▶ [What to do]
Answer these questions about the forum thread thanking AndyB below:
(a) Besides Andy, who does Jeremy say has mostly been online lately?
(b) What does Jeremy say SockHead will have to help do?
(c) What years appear in SockHead's "RIP" post?

# Thank you AndyB!



## Jeremy (Aug 11, 2012)

AndyB is stepping down as moderator.  Thanks to Andy for all his hard work, especially since it's been mostly just him and SockHead online lately.  

I guess I will make a retired staff member group later.

And we will need new mods soon.


----------



## SockHead (Aug 11, 2012)

Andy was an awesome mod and is also an awesome friend  and also **** you now i have to do reports all by myself


----------



## Jeremy (Aug 11, 2012)

SockHead said:


> Andy was an awesome mod and is also an awesome friend  and also **** you now i have to do reports all by myself



And you have to help train the noob mods


----------



## SockHead (Aug 11, 2012)

Jeremy said:


> And you have to help train the noob mods



Master SockHead teachin' da youngenz. I will make them the best mods ever.


----------



## Jas0n (Aug 11, 2012)

Andy's breaking free from Jeremy's basement!

Nice having you as moderator buddy ol' pal.


----------



## Keenan (Aug 11, 2012)

Andy, you've been a great mod and a great interweb friend. Thank you for all of your hard work.


----------



## Prof Gallows (Aug 11, 2012)

Thanks for all the work you did man.


----------



## easpa (Aug 11, 2012)

Thanks for all your hard work, Andy!


----------



## Brad (Aug 11, 2012)

Thanks a load, Andy for being an awesome mod!


----------



## JabuJabule (Aug 11, 2012)

Thank you, Andy. Enjoy life with one less pressure off your shoulders.


----------



## Thunder (Aug 11, 2012)

Ya did good, Andy.

Ya did good.


----------



## Superpenguin (Aug 11, 2012)

Thank you Andy, you were awesome!


----------



## BellGreen (Aug 11, 2012)

Thanks AndyB, you really knew how to mod.

You did well.


----------



## Dylab (Aug 11, 2012)

Thanks Andy you were a great mod


----------



## SockHead (Aug 11, 2012)

RIP 2011-2012


----------



## Jake (Aug 11, 2012)

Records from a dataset
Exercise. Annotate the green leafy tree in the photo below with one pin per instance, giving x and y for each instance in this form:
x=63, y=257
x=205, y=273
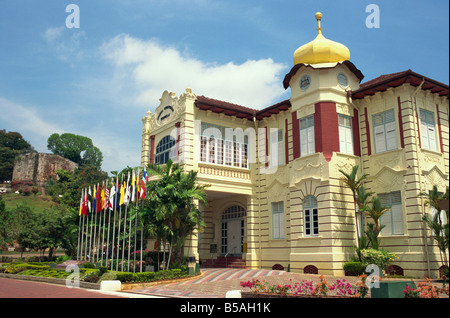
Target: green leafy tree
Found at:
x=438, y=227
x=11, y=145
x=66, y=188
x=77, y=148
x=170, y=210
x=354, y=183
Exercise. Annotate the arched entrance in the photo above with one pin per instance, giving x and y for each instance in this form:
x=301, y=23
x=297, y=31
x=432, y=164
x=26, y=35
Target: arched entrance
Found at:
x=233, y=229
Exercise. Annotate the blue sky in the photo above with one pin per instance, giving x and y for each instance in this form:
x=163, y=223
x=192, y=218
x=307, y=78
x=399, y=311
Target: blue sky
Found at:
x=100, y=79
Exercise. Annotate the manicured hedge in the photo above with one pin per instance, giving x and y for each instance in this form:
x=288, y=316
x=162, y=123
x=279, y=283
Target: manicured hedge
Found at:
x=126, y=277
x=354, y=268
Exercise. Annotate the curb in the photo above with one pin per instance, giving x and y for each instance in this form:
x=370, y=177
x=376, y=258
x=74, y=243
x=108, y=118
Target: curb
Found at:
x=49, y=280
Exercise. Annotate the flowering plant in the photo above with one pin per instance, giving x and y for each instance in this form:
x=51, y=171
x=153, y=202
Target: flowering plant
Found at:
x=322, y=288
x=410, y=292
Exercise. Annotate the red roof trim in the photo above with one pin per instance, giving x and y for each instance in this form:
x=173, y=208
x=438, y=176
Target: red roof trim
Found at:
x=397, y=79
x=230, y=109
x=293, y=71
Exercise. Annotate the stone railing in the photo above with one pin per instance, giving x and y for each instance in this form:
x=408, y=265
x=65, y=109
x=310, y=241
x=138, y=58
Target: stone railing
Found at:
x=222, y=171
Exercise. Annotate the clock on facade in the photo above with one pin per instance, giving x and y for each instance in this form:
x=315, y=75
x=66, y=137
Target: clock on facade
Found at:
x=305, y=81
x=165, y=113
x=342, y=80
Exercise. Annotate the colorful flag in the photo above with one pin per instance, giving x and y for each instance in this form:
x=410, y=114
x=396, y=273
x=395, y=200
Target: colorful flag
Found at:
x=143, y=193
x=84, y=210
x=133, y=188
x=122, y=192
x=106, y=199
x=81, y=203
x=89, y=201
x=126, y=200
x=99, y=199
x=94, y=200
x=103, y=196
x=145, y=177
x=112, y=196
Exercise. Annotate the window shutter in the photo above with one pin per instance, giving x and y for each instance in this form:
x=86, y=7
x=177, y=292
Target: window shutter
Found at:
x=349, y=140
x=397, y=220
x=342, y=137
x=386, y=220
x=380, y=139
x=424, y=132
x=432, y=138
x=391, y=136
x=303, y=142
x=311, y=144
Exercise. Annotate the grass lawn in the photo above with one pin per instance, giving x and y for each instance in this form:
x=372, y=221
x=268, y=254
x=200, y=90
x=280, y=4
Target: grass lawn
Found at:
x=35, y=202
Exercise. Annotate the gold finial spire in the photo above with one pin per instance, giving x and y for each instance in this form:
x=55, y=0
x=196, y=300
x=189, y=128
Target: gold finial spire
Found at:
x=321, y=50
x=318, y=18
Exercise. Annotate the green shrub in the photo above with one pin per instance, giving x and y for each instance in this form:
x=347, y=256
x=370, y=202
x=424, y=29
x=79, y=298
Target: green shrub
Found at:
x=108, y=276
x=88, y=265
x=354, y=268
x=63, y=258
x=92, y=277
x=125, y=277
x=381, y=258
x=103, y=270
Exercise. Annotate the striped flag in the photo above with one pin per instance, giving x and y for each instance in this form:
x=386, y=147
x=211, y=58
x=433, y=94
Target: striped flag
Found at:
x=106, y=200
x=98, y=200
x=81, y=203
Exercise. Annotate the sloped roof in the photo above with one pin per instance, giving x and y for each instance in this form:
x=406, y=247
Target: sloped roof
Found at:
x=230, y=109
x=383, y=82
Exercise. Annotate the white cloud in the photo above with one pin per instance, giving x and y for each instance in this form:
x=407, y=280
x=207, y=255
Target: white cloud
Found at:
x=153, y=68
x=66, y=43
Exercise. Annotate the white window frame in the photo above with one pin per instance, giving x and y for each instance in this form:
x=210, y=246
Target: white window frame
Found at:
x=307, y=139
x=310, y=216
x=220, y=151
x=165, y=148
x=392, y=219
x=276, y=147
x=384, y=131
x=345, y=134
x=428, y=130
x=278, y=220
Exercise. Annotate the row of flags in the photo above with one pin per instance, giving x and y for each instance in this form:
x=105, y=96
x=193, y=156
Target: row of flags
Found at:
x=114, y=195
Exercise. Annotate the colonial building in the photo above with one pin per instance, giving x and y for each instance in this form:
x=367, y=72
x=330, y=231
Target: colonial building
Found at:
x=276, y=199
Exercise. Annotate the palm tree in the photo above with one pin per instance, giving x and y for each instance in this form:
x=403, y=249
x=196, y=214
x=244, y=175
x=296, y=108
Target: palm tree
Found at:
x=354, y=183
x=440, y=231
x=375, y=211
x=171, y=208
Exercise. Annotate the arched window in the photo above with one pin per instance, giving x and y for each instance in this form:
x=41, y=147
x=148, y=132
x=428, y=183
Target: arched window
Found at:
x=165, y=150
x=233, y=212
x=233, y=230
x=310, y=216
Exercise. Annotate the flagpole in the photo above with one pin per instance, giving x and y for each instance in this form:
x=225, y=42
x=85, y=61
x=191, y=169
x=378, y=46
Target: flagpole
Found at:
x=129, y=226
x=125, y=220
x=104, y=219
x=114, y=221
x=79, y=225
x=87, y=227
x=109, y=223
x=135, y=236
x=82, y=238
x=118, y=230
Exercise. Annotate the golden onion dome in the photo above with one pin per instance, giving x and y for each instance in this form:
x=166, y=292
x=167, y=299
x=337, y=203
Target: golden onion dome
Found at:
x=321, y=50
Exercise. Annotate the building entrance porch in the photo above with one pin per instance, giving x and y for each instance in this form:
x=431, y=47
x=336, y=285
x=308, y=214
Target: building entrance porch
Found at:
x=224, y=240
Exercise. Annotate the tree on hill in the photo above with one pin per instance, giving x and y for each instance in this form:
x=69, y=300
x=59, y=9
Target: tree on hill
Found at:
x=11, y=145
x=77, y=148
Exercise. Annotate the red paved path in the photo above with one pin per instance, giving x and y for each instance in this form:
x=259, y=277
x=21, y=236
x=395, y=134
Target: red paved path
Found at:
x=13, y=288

--

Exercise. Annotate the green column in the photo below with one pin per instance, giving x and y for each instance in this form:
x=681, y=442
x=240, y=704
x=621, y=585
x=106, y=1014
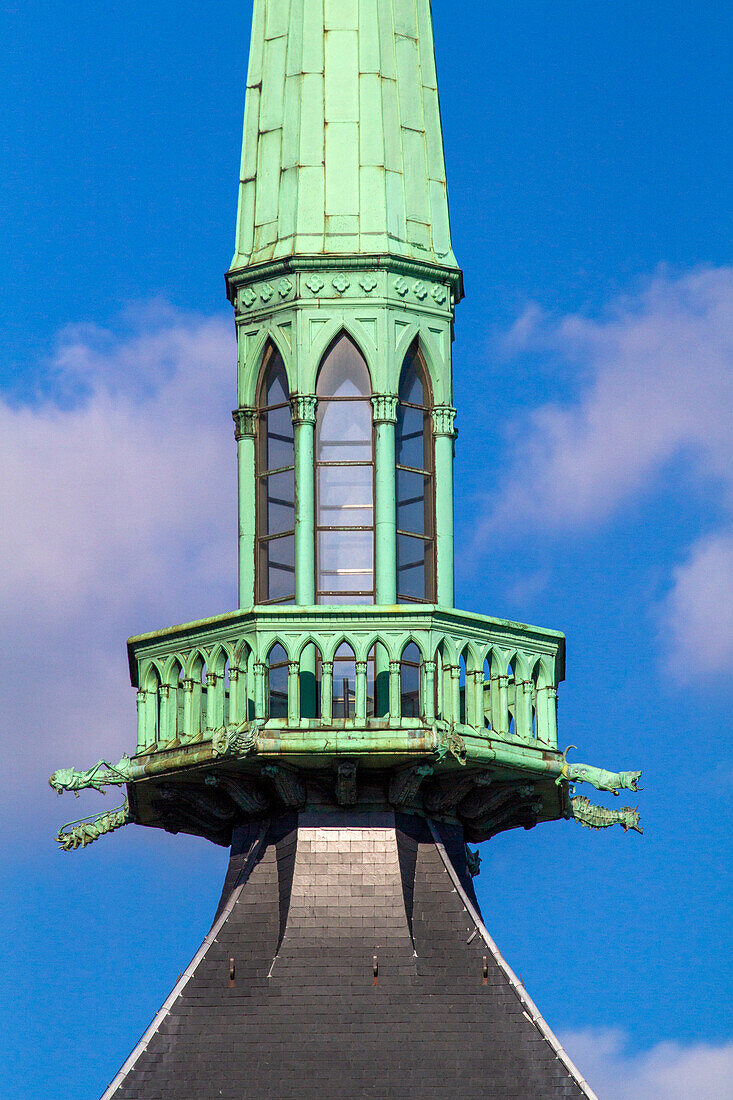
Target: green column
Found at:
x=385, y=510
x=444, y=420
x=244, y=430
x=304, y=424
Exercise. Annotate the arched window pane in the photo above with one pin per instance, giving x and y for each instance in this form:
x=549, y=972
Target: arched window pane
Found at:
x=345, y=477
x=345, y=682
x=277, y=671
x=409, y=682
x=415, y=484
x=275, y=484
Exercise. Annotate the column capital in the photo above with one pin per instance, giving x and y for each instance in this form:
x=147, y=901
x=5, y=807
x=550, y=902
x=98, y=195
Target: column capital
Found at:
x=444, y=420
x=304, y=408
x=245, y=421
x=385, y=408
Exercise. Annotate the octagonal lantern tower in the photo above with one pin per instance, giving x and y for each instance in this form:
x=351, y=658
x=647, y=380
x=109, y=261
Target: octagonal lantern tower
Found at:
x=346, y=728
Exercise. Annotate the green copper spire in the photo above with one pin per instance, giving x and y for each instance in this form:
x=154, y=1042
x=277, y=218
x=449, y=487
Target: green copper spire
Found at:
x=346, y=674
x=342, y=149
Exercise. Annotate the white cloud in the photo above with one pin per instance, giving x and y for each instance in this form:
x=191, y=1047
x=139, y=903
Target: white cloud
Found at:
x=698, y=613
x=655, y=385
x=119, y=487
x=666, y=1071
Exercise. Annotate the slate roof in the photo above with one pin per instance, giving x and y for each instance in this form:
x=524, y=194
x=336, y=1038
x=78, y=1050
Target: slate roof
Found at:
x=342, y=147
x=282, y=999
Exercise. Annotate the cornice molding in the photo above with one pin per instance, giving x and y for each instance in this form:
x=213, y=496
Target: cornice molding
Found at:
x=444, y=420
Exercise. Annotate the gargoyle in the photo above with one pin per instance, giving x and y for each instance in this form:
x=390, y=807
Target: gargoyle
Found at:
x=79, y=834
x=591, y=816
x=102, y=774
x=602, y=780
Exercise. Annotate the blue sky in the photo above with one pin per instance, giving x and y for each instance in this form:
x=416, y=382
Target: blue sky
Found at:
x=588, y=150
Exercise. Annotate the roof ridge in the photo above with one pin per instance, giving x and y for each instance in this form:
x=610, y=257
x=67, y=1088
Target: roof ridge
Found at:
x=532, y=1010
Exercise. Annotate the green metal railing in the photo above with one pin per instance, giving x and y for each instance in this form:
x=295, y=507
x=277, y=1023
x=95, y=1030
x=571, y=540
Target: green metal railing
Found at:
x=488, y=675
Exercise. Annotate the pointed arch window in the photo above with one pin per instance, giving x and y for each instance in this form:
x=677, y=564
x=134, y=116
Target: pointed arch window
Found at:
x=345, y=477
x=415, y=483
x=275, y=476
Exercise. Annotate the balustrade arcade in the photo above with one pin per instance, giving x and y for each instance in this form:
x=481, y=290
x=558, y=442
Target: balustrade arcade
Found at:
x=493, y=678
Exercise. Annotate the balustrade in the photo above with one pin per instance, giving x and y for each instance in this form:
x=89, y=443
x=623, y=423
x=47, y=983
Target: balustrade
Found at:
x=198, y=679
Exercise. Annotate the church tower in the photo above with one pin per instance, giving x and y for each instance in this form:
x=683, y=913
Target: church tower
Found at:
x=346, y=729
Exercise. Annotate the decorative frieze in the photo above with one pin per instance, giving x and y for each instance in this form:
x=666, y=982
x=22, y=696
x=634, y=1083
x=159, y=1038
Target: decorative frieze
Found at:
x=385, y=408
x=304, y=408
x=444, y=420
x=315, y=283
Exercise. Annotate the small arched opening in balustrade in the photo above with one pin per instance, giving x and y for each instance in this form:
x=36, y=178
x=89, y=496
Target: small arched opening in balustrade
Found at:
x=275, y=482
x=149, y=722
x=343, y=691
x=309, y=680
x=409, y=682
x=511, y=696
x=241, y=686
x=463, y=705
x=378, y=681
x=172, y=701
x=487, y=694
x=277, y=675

▶ [The solution]
(a) SockHead
(b) Train the noob mods
(c) 2011-2012